# PROVIDED RECORDS start

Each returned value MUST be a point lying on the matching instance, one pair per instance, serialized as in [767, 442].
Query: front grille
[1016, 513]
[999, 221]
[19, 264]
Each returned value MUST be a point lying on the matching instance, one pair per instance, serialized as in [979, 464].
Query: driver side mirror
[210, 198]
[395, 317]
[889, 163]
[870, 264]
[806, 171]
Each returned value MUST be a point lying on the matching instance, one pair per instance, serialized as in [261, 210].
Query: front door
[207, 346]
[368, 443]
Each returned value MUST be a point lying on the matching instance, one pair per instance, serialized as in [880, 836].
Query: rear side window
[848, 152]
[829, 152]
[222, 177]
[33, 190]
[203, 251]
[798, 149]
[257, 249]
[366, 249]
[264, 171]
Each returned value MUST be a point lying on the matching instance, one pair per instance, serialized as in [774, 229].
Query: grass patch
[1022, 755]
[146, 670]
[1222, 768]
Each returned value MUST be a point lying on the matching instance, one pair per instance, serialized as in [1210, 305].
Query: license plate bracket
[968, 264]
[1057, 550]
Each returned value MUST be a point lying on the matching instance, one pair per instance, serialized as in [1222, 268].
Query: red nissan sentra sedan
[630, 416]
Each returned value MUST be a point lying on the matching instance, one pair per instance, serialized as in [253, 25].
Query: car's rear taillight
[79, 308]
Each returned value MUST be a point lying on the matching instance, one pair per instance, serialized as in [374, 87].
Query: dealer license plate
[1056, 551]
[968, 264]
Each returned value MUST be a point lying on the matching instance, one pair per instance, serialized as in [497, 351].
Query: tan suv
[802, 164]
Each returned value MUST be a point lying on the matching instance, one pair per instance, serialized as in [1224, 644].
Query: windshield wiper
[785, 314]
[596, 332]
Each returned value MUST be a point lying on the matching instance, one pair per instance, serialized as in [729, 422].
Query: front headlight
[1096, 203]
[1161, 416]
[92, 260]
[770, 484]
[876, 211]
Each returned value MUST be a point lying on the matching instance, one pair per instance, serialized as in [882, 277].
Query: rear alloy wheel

# PROVIDED RECORDS end

=== PROBLEM DESCRIPTION ===
Lay out the records as a Markdown table with the columns Row and Line, beginning at the line that contains "in [882, 277]." and continuing through the end of the records. Number each row, and leave out any blank lines.

=== WRITTEN ANSWER ===
| Row | Line |
|---|---|
| 1 | Each returned value MUST be a point lying on the matching instance, one pair per instance, serialized as in [882, 277]. |
| 2 | Query: rear alloy wheel |